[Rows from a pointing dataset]

• • • • • • •

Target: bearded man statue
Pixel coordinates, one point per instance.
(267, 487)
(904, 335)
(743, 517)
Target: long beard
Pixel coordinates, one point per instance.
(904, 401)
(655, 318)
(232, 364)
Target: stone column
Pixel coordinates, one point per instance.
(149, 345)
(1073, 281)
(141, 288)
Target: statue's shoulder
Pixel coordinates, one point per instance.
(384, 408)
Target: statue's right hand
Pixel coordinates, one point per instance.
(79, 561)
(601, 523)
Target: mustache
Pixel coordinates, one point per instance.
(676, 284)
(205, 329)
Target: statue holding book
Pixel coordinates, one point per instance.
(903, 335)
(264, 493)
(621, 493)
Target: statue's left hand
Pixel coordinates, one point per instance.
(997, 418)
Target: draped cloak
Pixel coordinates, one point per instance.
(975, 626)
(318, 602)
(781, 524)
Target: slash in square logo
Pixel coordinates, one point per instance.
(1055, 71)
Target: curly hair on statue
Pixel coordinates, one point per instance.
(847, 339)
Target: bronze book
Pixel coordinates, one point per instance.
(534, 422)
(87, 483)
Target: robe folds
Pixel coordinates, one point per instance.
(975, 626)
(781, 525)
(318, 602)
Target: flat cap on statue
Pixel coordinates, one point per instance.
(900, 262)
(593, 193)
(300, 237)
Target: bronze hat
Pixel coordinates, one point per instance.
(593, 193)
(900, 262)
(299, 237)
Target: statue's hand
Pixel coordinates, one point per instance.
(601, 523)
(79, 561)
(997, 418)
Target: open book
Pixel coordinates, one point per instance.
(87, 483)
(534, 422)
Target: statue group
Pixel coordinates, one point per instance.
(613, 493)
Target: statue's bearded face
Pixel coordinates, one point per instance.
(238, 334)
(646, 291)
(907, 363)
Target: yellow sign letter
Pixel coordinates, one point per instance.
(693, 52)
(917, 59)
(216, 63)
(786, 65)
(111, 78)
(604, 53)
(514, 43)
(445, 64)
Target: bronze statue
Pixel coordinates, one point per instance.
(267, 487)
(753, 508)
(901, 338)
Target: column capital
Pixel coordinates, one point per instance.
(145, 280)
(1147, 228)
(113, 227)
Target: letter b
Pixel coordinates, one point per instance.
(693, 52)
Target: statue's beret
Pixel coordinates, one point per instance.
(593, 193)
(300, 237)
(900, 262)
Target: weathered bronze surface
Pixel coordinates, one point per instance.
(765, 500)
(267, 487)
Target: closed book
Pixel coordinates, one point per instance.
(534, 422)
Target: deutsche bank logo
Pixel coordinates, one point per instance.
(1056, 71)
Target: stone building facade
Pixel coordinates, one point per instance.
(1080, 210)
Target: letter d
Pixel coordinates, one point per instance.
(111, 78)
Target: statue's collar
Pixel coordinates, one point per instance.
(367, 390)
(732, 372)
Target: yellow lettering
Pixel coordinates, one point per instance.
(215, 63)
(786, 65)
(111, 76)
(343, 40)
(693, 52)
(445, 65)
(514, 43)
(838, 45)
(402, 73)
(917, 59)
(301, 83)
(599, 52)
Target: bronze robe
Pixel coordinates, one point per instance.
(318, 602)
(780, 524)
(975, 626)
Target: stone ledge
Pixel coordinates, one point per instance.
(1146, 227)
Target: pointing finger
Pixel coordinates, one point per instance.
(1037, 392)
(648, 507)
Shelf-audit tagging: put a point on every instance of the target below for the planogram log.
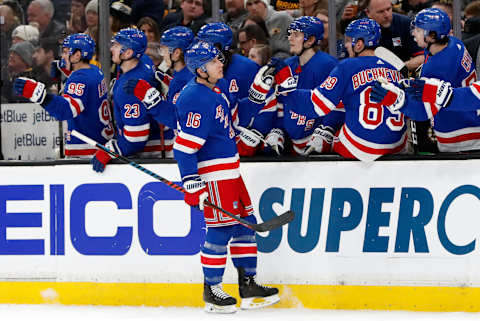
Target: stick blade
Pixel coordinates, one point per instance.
(275, 223)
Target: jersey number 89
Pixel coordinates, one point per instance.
(370, 114)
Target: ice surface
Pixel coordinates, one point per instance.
(97, 313)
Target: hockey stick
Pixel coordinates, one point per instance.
(261, 227)
(396, 62)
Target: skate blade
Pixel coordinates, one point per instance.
(259, 302)
(212, 308)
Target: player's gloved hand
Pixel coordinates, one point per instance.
(284, 79)
(434, 91)
(248, 140)
(195, 191)
(58, 68)
(143, 91)
(274, 141)
(262, 83)
(30, 89)
(164, 81)
(387, 94)
(321, 140)
(101, 158)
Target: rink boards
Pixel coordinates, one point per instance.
(387, 235)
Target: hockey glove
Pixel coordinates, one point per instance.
(285, 81)
(248, 141)
(143, 91)
(274, 141)
(164, 80)
(30, 89)
(387, 94)
(434, 91)
(321, 140)
(262, 83)
(59, 68)
(101, 158)
(195, 191)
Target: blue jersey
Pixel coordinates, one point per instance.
(85, 106)
(205, 144)
(454, 131)
(138, 133)
(370, 130)
(309, 76)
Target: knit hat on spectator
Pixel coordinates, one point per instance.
(25, 50)
(266, 2)
(26, 33)
(92, 6)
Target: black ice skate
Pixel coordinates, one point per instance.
(217, 300)
(254, 295)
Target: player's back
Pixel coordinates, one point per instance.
(204, 115)
(89, 86)
(370, 130)
(130, 111)
(454, 130)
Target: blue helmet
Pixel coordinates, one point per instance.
(132, 38)
(216, 32)
(310, 26)
(433, 19)
(177, 37)
(199, 54)
(366, 29)
(82, 42)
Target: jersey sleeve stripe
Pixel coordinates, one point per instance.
(475, 88)
(321, 104)
(76, 105)
(429, 98)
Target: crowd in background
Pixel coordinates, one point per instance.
(31, 31)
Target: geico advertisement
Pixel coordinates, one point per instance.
(400, 222)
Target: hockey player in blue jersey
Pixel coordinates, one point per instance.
(208, 161)
(369, 131)
(310, 67)
(238, 70)
(137, 132)
(455, 131)
(84, 102)
(177, 40)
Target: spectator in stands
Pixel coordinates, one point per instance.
(120, 15)
(250, 36)
(472, 20)
(25, 33)
(235, 15)
(9, 22)
(41, 12)
(148, 8)
(255, 20)
(20, 62)
(261, 54)
(412, 7)
(153, 51)
(149, 28)
(445, 6)
(43, 56)
(395, 34)
(312, 7)
(191, 15)
(277, 23)
(91, 16)
(77, 22)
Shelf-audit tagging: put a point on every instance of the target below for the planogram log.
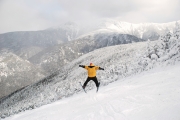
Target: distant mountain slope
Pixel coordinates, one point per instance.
(151, 31)
(54, 58)
(16, 73)
(23, 43)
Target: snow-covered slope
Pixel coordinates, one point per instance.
(16, 73)
(152, 95)
(22, 43)
(151, 31)
(54, 58)
(119, 62)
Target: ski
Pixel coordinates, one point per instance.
(82, 87)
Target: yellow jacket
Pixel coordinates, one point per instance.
(91, 70)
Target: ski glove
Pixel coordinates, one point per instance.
(101, 68)
(82, 66)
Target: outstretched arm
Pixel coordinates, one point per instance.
(101, 68)
(83, 66)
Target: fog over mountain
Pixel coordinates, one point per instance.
(55, 57)
(28, 43)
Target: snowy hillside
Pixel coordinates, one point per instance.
(54, 58)
(152, 95)
(151, 31)
(22, 43)
(16, 73)
(119, 62)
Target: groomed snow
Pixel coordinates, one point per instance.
(151, 95)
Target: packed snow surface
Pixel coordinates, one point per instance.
(151, 95)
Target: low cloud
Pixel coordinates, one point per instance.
(23, 15)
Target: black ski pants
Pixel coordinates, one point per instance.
(91, 78)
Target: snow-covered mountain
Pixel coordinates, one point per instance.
(152, 95)
(151, 31)
(16, 73)
(28, 43)
(119, 62)
(54, 58)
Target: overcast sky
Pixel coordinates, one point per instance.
(20, 15)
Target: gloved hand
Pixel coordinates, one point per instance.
(101, 68)
(81, 66)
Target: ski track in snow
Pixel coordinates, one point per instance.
(151, 95)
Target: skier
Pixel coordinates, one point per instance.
(91, 74)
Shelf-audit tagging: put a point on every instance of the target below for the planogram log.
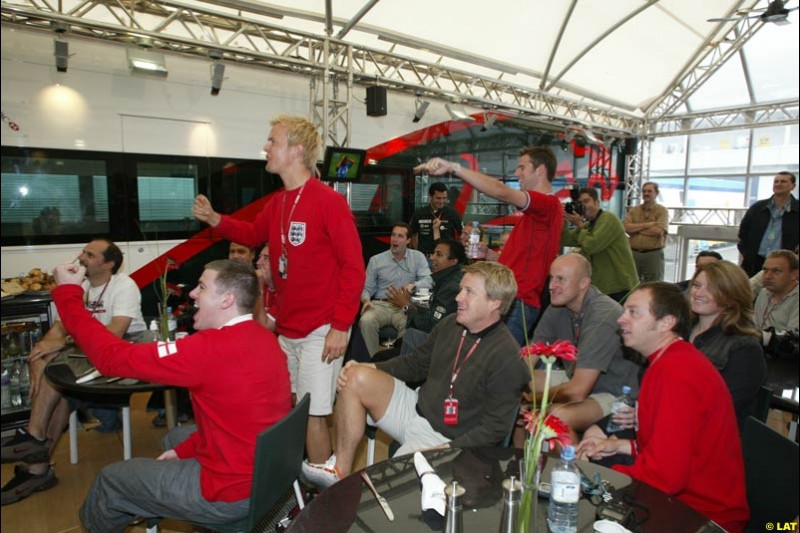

• • • • • • •

> YOUR TASK:
Rewrite the records as a JSON list of strings, one string per line with blank lines omitted, starting at the line that contains "Target: gloved hand" and ending with the last line of the records. Leave the pictures out of the list.

> EXERCISE OUTPUT:
[
  "Target: gloved hand",
  "Pixel coordinates, one point per instance.",
  "(101, 68)",
  "(81, 66)",
  "Target: ski track in snow",
  "Pixel coordinates, one point per instance.",
  "(151, 95)",
  "Target: skier",
  "Pixel coordinates, one point per instance.",
  "(91, 74)",
  "Shelf-audit tagging: put a point on every instance of the target below for the planogram log."
]